**AUSZUG AUS DOKUMENT:**
== == ==
Die Häme stammt aus Herrliberg ZH, schreibt Redaktor Peter Hossli dazu. «Ob Fuhrer den bösen Brief gar auf Weisung Blochers» geschrieben habe, sei nicht klar. Klar sei dessen Aversion gegen den ehemaligen Notenbank-Präsidenten.

Gleichentags erscheint der Artikel auch online auf «Blick.ch», wo er allerdings auch gleichentags wieder gelöscht worden ist.

B.  Einen Tag später, am 8. November 2013, erscheinen im «Blick» zwei weitere Artikel zur Sache. Unter dem Titel «Jetzt wird’s richtig persönlich» wird der Artikel vom Vortag definiert als «eine neue Eskalationsstufe des tiefen Hasses der SVP auf Hildebrand». Denn der «Frontalangriff» von Blochers Sekretärin basiere auf einem haltlosen Vorwurf.
 
Unter dem Titel «Fakten zu Hildebrand» stösst ein halbspaltiger Kommentar von Guido Schätti, Wirtschaftschef des «Blick», in die gleiche Richtung: Die Liebschaft zwischen Ex-Notenbankpräsident und der Rohstoffhändlerin Margarita Louis-Dreyfus sei «Klatsch erster Güte», das Interesse daran zwar «voyeuristisch, aber auch menschlich». Die Nachricht löse aber im Blocher-Lager, fast zwei Jahre nach Hildebrands Rücktritt, noch immer geifernde Reaktionen aus. Der Vorwurf der Geldgier sei absurd, damals wie heute. Für ein unkluges Verhalten und einen Fehler hätte der Mann einen hohen Preis bezahlt.
== == ==
**BEREITGESTELLTE DATEN:**
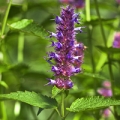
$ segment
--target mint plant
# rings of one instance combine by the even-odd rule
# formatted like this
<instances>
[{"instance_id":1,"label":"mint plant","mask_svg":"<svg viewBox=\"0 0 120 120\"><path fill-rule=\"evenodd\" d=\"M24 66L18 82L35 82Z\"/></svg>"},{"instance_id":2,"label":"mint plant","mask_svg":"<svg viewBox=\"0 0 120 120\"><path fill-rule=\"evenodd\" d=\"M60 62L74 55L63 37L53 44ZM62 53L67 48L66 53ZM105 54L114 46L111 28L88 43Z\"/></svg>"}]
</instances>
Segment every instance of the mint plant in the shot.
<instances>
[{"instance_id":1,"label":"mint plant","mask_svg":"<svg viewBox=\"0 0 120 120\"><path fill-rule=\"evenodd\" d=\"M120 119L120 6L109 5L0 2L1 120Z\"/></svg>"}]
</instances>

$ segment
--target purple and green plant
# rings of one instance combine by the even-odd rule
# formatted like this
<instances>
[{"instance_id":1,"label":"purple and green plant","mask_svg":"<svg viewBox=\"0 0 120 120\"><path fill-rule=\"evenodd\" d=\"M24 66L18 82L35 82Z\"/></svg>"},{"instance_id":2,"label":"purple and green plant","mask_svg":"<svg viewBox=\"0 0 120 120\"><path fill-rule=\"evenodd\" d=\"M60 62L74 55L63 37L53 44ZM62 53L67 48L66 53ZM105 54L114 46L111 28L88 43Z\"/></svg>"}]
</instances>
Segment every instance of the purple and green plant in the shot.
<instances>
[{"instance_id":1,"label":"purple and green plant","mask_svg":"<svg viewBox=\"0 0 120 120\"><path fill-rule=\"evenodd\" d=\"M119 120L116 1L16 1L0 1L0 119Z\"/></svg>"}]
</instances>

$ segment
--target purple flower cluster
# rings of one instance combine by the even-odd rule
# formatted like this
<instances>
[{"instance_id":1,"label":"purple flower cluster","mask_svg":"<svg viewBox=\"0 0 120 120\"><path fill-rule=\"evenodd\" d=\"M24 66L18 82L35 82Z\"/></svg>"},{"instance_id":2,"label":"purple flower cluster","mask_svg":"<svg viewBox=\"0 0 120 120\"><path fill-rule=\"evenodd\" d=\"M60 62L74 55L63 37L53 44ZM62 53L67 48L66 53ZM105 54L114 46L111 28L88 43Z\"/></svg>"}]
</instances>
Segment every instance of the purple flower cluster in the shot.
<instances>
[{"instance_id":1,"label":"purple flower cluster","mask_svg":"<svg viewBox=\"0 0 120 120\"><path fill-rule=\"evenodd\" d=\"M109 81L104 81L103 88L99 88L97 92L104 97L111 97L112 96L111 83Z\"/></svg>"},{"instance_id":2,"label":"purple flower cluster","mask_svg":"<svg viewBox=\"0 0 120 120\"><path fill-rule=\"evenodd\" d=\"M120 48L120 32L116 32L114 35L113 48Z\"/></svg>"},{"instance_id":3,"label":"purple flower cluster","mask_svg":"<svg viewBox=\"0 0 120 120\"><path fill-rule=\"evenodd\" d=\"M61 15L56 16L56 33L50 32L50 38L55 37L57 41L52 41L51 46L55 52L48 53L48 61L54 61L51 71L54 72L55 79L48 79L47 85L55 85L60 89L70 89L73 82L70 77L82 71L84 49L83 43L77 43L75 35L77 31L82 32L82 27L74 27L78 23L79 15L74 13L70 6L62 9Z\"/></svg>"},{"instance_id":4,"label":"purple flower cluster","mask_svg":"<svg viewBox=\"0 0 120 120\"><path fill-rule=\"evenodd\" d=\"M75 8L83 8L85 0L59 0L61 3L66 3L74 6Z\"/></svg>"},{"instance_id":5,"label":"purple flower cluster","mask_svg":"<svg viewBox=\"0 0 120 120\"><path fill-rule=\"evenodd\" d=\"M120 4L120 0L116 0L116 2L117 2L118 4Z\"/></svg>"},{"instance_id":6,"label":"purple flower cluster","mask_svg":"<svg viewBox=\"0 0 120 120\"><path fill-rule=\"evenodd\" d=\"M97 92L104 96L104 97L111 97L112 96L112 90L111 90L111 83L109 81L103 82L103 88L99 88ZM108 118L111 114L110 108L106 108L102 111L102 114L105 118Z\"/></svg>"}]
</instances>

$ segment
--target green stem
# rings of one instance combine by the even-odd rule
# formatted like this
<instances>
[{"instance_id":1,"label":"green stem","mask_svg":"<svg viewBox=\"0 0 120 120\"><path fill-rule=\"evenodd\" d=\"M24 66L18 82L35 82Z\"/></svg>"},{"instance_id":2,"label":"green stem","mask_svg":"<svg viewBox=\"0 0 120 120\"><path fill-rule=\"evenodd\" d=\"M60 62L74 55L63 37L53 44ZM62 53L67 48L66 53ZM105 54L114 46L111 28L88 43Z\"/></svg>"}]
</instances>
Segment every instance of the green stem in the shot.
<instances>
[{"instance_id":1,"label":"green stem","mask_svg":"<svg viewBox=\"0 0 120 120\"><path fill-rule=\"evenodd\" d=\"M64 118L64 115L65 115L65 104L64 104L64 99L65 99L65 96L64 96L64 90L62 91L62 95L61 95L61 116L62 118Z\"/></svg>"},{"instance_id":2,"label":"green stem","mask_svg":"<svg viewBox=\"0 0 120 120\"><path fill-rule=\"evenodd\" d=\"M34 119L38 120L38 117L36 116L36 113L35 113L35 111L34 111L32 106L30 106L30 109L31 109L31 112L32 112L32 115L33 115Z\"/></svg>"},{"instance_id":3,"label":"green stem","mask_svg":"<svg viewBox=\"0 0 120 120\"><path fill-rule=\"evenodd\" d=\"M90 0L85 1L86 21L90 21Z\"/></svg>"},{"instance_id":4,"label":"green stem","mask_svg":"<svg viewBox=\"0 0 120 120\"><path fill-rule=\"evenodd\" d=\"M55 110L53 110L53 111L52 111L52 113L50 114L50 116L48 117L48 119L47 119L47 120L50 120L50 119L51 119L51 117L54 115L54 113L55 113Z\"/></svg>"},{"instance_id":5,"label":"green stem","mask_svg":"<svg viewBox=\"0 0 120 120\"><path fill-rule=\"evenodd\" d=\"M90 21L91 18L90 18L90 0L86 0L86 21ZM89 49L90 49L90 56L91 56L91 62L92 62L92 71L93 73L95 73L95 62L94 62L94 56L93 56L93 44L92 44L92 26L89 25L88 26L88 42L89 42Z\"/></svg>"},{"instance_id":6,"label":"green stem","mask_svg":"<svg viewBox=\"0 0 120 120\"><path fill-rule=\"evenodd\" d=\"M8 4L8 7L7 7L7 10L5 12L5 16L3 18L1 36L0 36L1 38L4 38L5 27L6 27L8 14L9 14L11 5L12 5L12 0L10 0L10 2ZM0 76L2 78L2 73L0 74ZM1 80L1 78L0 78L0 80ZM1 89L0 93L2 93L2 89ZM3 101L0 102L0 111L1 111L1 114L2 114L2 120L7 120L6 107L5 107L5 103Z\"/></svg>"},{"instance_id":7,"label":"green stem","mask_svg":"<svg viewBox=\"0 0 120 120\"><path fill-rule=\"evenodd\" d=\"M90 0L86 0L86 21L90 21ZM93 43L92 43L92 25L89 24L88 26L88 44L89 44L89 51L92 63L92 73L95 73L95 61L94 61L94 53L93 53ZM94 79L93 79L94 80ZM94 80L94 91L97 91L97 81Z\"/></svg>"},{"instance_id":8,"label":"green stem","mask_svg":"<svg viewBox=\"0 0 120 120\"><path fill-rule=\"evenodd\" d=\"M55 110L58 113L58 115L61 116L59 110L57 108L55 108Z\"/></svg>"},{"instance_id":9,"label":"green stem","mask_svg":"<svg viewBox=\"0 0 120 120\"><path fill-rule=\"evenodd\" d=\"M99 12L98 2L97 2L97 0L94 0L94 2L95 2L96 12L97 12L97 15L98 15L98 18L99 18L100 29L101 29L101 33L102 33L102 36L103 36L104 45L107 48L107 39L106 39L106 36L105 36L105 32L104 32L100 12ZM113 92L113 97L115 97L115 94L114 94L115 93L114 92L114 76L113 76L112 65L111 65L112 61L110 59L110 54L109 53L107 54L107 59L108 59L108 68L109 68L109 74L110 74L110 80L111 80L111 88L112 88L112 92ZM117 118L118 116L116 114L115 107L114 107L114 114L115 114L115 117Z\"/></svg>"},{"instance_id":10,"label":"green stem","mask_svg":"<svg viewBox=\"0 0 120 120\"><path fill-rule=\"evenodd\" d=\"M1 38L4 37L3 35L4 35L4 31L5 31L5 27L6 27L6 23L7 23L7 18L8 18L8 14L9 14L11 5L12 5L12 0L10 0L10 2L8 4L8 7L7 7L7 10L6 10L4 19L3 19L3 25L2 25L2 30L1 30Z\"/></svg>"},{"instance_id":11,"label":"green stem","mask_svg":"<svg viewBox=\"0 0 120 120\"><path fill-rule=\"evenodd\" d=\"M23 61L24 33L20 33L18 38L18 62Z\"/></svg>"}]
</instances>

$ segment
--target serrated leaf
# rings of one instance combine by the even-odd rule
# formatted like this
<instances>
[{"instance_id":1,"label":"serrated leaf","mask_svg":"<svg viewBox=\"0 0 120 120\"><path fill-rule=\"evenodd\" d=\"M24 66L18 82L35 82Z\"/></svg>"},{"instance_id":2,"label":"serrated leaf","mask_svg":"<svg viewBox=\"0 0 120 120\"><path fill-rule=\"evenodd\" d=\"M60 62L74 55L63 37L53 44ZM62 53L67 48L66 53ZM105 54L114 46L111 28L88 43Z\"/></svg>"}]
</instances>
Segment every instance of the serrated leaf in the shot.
== == ==
**GESTELLTE AUFGABE:**
Schreibe den Text über die «Blick»-Artikel zu Hildebrand im Anschluss an seinen letzten Satz weiter.

**LÖSUNG DER AUFGABE:**
Doch seine Verdienste sollten nicht vergessen gehen.

C.  Am 27. November 2013 gelangt Philipp Hildebrand an den Presserat. Streitgegenstand ist der Artikel vom 7. November 2013. Dieser verletze das Fairness-Prinzip, namentlich die Ziffern 1 (Wahrheitspflicht), 3 (Unterschlagung von Informationen), 5 (Berichtigung)  und  7 (Privatsphäre und Unschuldsvermutung). Alle Aussagen tatsächlicher Art, die im beanstandeten Artikel gemacht worden seien, seien unwahr und würden von der Beschwerdegegnerin selbst als «absurd» und «haltlos» bezeichnet. Sie verletzten damit in klarer Weise das Wahrheitsgebot. Zwar treffe es zu, dass sich der Beschwerdeführer und seine Ehefrau getrennt hätten, die Trennung sei aber schon vor einiger Zeit erfolgt und habe weder etwas mit Frau Louis-Dreyfus und/oder ihren finanziellen Verhältnissen zu tun noch mit den Umständen, die dazu geführt hätten, dass der Beschwerdeführer im Januar 2012 sein Amt als Nationalbankpräsident niedergelegt habe. Alle anderslautenden Aussagen seien bösartige Unterstellungen, die einzig dazu dienten, den Beschwerdeführer zu diskreditieren. Insbesondere treffe weder der Vorwurf der Geld- und Raffgier, noch der Vorwurf zu, der Beschwerdeführer habe seine Ehefrau belastet und sich ihrer entledigt, wie im beanstandeten Artikel behauptet und insinuiert werde.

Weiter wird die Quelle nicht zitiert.